Below are records to repeat exactly; do not include any pictures.
==*==
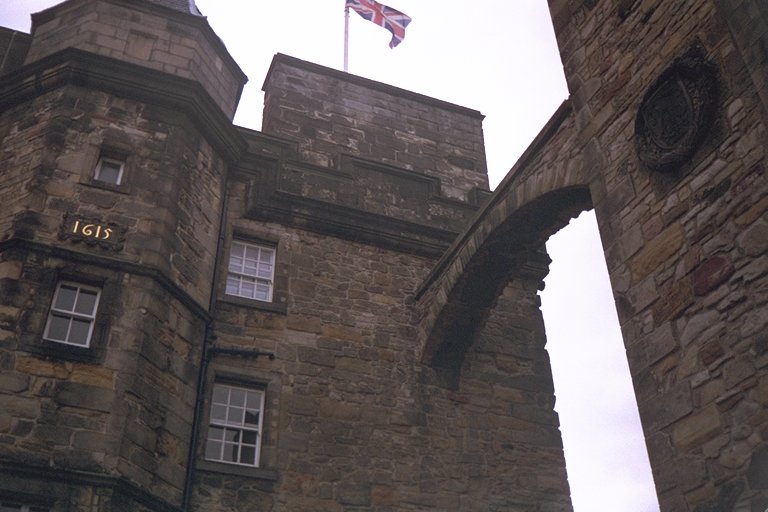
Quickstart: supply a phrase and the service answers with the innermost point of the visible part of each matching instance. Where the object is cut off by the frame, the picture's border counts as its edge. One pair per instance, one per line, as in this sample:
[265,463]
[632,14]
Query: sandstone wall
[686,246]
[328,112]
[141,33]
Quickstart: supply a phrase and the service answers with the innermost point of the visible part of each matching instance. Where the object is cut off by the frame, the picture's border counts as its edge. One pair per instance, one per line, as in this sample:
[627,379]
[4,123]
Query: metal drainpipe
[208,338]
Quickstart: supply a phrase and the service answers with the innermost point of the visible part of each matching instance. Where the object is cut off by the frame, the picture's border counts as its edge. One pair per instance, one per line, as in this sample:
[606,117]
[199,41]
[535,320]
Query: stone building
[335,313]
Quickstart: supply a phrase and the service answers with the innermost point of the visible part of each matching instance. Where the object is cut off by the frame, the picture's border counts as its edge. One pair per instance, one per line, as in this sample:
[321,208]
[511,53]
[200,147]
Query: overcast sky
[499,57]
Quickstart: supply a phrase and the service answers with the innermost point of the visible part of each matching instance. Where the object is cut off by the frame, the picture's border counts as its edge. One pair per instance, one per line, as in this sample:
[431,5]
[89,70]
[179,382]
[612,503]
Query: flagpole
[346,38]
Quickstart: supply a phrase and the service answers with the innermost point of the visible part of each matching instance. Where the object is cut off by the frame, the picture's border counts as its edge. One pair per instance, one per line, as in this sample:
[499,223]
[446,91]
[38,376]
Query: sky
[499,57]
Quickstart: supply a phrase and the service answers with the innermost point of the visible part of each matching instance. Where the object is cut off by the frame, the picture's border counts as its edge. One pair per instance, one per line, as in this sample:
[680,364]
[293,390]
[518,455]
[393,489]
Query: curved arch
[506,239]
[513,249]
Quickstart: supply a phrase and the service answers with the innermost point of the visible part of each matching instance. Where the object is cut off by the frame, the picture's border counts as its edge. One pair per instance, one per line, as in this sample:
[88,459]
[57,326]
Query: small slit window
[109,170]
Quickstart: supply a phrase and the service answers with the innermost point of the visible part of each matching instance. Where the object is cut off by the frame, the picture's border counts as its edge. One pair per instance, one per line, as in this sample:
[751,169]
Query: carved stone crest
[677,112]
==*==
* [REPLY TO THE TASK]:
Quickstart: supply a phrase and the service answers with the innermost point of the visible part of each matching instance. Where the object is cut off by the frame, the picture's border counts as its edge. One pair per instance, one per line, as in this sample:
[265,463]
[632,14]
Query: sandstone wall
[686,246]
[328,112]
[141,33]
Quickstart: supply a phrase and the service answers with the innermost point of the visible part of each matching instance. Where the object is cut off by the frame, the picture's border counts as its edge. One pair per instance, one per line, as in this sample:
[627,379]
[4,123]
Query: metal drainpipe
[208,338]
Quickstart: supply a phrase and the service answers with the innermost point of the visible part of each matching instance. Where the object is cut off by the frame, the picture's border counts as its edge. One pair per instance, one per line, as in this sample:
[606,117]
[199,41]
[535,320]
Query: stone building
[335,313]
Quickstart: supply a phrase and the service answers with the innermost point of the visible part of each matching instance. Where the object is cut off by the frame, the picture's border counts as its edge. One pair per instance, one per line, as in this sample:
[321,208]
[511,53]
[200,147]
Query: overcast sky
[499,57]
Quickstart: supply a phrase and the service answers with the innermost point of the visible part of each matching instance. Where the object is cut off by the frame, the picture's border counts as its edge. One pair per instance, one per line, as in this sample:
[431,5]
[89,70]
[179,382]
[612,503]
Query: flagpole
[346,38]
Quickstart: supply a phrase and the service answers with the innermost point of the visible part of each matching instance. Where the object is cut off by the frame, the picture's border counts as its edge. One pair per instance, one per line, as in this sample:
[499,223]
[446,91]
[38,376]
Query: sky
[499,57]
Quickstart: supply a phrase and the service answers with the innermost point of the visible part of each matching instance. Where the object is cut off by the frame, the picture's border counts as its edge. One pair per instance, one per line, as in this sample:
[680,364]
[293,390]
[518,455]
[393,489]
Query: curved arch
[506,239]
[513,249]
Quickstart: supply a phrase and the service answers with the innermost point of the visible part of each matching instance. Where the object is cut off by the frame, the picture's border counts as its edge. One pair per instance, one per line, as in this sample:
[88,459]
[57,326]
Query: small slit window
[109,170]
Quickstart: supply a phrase and the service answers with the innermost point of the visible part of each matching instance. Where the object is cut off by the frame, the picture's border counts as its edge. One pair per instance, one per line, as in this sample:
[751,169]
Query: carved stone crest
[677,112]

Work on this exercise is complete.